== Supplied text

# Earthquake B-Value Report Generator
## COMP41680/COMP47670 Assignment 1 - Task 1: Data Collection

In [1]:
from datetime import datetime, timedelta
import urllib.request, json
from pathlib import Path
import tkinter as tk

### Step 1: Ask the user how many days in the past they want

In [2]:
duration = 1

def get_duration():
    global duration
    duration = var.get()
    print("User selected: ", duration)
    root.destroy()

root = tk.Tk()
root.title("Please Select")
root.geometry("250x200")
tk.Label(root, text="How many days in the past do you want?", font=("Helvetica", 12)).pack(pady=10)


var = tk.IntVar()
var.set(duration)

numbers = [1, 7, 30, 90, 365]

for num in numbers:
    tk.Radiobutton(root, text=str(num), variable=var, value=num).pack(anchor=tk.W, padx=80)

tk.Button(root, text="Confirm", command=get_duration).pack()

====
== Supplied data

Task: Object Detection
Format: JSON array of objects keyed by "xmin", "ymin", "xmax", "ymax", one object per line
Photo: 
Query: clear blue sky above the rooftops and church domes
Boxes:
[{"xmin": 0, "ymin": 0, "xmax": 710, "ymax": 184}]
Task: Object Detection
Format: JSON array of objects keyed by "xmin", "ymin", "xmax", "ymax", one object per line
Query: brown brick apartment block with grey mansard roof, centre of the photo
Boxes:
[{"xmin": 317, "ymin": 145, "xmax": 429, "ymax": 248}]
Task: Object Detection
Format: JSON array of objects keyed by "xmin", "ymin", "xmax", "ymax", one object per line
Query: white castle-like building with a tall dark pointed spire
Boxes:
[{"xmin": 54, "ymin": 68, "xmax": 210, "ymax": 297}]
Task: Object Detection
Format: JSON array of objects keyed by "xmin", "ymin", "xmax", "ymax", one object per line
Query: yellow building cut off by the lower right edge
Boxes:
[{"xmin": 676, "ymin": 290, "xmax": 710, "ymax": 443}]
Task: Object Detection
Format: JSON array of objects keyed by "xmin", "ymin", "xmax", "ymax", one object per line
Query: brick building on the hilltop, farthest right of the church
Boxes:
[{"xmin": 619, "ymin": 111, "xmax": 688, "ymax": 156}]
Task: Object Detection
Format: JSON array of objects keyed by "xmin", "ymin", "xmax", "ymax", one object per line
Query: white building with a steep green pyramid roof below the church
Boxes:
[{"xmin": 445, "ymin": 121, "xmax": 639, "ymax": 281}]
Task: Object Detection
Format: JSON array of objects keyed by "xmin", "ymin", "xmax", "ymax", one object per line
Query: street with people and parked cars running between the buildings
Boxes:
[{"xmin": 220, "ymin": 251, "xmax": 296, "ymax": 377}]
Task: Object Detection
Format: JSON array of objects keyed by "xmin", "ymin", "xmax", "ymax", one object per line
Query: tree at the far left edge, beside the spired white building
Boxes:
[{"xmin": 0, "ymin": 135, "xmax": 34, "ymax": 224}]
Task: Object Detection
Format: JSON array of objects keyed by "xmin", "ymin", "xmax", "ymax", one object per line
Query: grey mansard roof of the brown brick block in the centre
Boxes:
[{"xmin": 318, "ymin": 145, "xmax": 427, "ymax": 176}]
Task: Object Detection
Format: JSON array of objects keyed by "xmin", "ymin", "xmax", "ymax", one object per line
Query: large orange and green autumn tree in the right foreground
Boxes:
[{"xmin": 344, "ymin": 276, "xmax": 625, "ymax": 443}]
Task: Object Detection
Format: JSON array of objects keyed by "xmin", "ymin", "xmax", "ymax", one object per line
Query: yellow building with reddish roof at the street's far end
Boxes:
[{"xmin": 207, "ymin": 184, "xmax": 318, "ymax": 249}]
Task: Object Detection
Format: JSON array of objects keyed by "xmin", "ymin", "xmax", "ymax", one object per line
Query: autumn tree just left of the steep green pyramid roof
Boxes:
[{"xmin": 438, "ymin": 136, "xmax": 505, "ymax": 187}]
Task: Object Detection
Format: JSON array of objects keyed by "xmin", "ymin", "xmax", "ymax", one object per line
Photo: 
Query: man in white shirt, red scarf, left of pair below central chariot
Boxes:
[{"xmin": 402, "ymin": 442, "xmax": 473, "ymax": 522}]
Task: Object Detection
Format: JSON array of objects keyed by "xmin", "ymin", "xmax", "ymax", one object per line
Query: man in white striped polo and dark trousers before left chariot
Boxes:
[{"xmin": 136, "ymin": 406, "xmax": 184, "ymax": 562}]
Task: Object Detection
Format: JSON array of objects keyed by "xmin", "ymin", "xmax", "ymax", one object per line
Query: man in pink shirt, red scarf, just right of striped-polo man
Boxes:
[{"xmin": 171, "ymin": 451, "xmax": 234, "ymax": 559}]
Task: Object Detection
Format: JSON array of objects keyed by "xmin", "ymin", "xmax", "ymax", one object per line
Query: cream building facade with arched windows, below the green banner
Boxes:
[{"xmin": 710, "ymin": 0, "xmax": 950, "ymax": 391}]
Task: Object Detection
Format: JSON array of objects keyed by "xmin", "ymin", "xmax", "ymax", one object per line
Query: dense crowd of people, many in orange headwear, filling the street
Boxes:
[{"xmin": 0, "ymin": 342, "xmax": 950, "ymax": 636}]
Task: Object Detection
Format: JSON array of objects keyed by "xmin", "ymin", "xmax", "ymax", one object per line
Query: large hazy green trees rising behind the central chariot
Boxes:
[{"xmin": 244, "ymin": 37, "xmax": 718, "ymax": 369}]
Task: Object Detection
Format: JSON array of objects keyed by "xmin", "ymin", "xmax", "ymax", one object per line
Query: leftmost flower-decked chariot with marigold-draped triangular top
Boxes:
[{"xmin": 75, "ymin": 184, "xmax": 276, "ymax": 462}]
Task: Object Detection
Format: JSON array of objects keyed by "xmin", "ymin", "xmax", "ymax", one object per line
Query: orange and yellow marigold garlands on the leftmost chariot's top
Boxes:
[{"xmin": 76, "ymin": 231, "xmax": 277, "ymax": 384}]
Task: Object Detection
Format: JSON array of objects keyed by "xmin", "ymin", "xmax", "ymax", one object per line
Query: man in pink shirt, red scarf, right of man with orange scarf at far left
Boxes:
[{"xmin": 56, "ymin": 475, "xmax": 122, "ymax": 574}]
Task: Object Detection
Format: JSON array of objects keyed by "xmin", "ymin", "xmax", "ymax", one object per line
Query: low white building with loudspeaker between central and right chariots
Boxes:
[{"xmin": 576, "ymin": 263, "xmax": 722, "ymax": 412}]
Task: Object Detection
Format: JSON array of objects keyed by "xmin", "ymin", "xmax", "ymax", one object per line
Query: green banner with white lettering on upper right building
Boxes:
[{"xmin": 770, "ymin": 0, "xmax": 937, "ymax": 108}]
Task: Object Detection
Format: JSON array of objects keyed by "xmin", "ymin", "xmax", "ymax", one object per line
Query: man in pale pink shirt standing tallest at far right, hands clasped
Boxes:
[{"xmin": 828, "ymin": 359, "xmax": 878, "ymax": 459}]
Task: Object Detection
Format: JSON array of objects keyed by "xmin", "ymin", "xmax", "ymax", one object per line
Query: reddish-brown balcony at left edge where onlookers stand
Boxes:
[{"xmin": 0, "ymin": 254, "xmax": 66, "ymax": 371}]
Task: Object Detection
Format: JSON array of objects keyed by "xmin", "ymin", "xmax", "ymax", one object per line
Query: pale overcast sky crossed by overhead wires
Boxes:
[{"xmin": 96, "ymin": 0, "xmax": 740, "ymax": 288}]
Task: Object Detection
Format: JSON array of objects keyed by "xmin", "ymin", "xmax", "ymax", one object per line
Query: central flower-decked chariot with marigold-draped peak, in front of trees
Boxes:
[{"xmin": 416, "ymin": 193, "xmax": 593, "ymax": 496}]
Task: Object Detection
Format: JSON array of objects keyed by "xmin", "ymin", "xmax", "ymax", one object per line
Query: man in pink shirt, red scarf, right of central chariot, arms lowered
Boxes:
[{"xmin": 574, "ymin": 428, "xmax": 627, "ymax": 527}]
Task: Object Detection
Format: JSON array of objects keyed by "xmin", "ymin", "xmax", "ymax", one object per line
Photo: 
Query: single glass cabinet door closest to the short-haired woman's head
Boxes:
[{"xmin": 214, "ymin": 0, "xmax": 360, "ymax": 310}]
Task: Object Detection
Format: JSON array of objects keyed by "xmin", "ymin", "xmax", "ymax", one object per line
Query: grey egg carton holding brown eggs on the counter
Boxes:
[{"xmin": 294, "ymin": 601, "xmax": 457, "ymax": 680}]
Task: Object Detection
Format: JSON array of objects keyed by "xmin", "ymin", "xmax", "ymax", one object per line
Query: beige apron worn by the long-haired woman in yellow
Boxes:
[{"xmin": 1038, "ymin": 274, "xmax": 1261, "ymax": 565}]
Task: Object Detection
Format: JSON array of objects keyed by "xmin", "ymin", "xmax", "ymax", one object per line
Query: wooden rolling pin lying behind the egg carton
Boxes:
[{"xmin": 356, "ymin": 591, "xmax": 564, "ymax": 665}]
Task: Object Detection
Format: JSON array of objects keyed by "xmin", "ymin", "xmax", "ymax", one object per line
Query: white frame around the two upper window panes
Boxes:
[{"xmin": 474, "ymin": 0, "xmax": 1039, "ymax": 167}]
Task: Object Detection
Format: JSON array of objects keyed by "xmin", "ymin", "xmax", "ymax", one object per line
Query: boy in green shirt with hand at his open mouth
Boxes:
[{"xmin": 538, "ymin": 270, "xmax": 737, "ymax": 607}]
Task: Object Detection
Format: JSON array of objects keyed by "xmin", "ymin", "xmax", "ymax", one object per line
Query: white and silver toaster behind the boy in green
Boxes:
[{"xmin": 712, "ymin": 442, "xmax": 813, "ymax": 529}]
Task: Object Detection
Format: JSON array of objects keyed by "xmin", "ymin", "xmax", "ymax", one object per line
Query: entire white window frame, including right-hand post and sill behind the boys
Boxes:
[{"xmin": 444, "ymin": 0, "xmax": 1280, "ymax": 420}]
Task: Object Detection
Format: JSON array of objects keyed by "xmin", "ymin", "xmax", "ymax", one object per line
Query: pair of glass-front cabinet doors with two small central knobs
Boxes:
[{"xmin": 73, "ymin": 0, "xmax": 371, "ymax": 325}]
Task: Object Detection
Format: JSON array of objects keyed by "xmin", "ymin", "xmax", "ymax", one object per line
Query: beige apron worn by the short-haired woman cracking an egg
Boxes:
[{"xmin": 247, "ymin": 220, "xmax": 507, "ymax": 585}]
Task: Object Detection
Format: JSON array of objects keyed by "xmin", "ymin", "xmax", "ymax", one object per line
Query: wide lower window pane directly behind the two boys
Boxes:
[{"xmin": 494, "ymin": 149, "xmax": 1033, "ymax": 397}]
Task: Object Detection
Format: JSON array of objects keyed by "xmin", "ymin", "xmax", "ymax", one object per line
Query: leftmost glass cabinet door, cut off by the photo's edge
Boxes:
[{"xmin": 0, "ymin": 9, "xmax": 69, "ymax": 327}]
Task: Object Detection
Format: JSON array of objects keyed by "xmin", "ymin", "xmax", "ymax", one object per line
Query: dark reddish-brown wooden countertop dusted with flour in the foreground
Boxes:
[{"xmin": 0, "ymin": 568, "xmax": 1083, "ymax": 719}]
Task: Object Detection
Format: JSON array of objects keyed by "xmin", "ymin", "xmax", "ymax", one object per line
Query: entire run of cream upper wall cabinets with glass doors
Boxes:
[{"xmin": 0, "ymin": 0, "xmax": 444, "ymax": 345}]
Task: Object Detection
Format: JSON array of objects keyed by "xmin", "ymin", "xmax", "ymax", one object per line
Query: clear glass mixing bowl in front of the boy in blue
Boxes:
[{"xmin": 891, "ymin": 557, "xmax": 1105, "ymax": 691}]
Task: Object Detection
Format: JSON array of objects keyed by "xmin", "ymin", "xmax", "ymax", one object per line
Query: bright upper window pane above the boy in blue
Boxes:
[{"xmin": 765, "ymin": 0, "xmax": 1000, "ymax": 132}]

====

Write out the earthquake notebook text word for word, from its top heading to its last line. You won't need the rows for anything here.

- _Written response_
# Earthquake B-Value Report Generator
## COMP41680/COMP47670 Assignment 1 - Task 1: Data Collection

In [1]:
from datetime import datetime, timedelta
import urllib.request, json
from pathlib import Path
import tkinter as tk

### Step 1: Ask the user how many days in the past they want

In [2]:
duration = 1

def get_duration():
    global duration
    duration = var.get()
    print("User selected: ", duration)
    root.destroy()

root = tk.Tk()
root.title("Please Select")
root.geometry("250x200")
tk.Label(root, text="How many days in the past do you want?", font=("Helvetica", 12)).pack(pady=10)


var = tk.IntVar()
var.set(duration)

numbers = [1, 7, 30, 90, 365]

for num in numbers:
    tk.Radiobutton(root, text=str(num), variable=var, value=num).pack(anchor=tk.W, padx=80)

tk.Button(root, text="Confirm", command=get_duration).pack()